> _Aim of the task_
Transcribe the data below in full, exactly.
━━━━━━
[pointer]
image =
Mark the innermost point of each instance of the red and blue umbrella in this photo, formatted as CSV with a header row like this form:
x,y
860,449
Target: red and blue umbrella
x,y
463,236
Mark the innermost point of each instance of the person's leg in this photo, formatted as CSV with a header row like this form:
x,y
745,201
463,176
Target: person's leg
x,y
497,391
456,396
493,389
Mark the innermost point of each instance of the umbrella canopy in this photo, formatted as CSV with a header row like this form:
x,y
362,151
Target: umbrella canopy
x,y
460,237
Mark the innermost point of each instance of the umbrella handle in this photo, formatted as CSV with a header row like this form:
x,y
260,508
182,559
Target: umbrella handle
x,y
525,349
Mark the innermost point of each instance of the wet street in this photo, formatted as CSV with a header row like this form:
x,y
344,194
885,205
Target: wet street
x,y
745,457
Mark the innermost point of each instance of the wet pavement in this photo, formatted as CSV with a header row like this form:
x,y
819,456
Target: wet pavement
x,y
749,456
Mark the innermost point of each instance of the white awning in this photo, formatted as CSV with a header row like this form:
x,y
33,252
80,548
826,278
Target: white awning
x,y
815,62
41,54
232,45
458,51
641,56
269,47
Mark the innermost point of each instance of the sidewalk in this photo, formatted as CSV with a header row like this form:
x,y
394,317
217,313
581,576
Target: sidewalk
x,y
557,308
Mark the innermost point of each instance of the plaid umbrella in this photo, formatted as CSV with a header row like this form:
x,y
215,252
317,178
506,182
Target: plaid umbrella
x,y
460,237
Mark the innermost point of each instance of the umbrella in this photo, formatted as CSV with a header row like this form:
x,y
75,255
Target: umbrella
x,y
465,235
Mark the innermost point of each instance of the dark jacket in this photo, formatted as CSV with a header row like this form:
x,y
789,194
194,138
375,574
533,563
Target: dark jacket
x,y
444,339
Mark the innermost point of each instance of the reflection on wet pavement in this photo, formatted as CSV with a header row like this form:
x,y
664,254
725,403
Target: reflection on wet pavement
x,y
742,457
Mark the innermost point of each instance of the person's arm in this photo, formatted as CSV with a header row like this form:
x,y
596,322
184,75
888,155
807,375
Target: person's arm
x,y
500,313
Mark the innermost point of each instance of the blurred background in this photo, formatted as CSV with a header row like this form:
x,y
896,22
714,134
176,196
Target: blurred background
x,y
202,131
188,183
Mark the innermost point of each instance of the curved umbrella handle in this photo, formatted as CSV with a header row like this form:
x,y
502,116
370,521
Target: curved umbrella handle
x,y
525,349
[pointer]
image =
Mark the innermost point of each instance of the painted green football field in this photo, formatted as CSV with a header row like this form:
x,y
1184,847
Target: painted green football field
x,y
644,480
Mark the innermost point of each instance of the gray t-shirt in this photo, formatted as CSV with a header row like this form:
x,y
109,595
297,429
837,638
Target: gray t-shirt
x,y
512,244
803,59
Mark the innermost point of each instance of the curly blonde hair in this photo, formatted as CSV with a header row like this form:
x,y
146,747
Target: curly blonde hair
━━━━━━
> _Response to this exercise_
[pointer]
image =
Mark the innermost point of each instance of the red and blue umbrella in this photo, formatted as CSV with a header row like this form:
x,y
860,449
Target: red and blue umbrella
x,y
463,236
Mark the innermost point of each instance of the person's leg in this photo, formatted as CSV with a header row like this form:
x,y
745,201
463,176
Target: person's leg
x,y
497,391
456,396
493,389
Mark the innermost point of each instance of the umbrella canopy in this photo, formatted as CSV with a header row like this form:
x,y
362,151
Target: umbrella canopy
x,y
460,237
Mark the innermost point of each instance of the umbrella handle in this photo, formatted as CSV with a header row like this form:
x,y
260,508
182,559
Target: umbrella handle
x,y
525,349
Mark the innermost point of each instance of the wet street in this photo, formatted as CSV with a header row like this form:
x,y
344,194
885,205
Target: wet street
x,y
745,457
Mark the innermost point of each instance of the wet pavement in this photo, formatted as CSV with a header row like this form:
x,y
819,456
Target: wet pavement
x,y
749,456
Mark the innermost point of each instance of the white awning in this photo, formatted as CSV with a header row like this form:
x,y
33,252
80,548
826,278
Target: white awning
x,y
815,62
41,54
232,45
458,51
641,56
269,47
Mark the innermost point of each instance of the sidewalk in this photo, formatted as CSV with a header row like this form:
x,y
394,317
217,313
581,576
Target: sidewalk
x,y
557,308
Mark the innermost point of each instance of the plaid umbrella in this photo, formatted as CSV with a header row like this form:
x,y
215,252
317,178
506,182
Target: plaid umbrella
x,y
460,237
Mark the innermost point of each instance of the umbrella in this photo, formatted as CSV with a header row like this form:
x,y
75,255
Target: umbrella
x,y
465,235
Mark the innermost point of each instance of the dark jacket in this photo, formatted as CSV with a header row like this form:
x,y
789,194
194,138
375,574
533,563
Target: dark jacket
x,y
444,339
Mark the innermost point of each instance of the reflection on wet pavement in this photo, formatted as CSV with a header row like this form:
x,y
664,254
725,403
Target: reflection on wet pavement
x,y
742,457
Mark the innermost point of each instance of the person's arm in this photo, formatted as CSV with a header row like this form:
x,y
596,322
184,75
888,155
807,375
Target: person's arm
x,y
500,313
Mark the innermost point of each instance of the blurred background in this photo, formatted as CSV with a header row like this form:
x,y
896,22
714,134
176,196
Target: blurred background
x,y
202,131
188,183
Mark the innermost point of each instance of the curved umbrella handle in this photo, formatted as CSV with a header row like this form:
x,y
502,116
370,521
Target: curved umbrella handle
x,y
525,349
[pointer]
image =
Mark the innermost point of each instance of the painted green football field in this photo, formatted as CSV with a header row like this form:
x,y
1184,847
Target: painted green football field
x,y
644,480
Mark the innermost point of each instance of the gray t-shirt in this photo, formatted as CSV with a header row like this form:
x,y
109,595
297,429
837,638
Target: gray t-shirt
x,y
512,244
803,59
Mark the innermost point of each instance of the curly blonde hair in this photo, formatted as CSV with a header row like this form:
x,y
146,747
Target: curly blonde hair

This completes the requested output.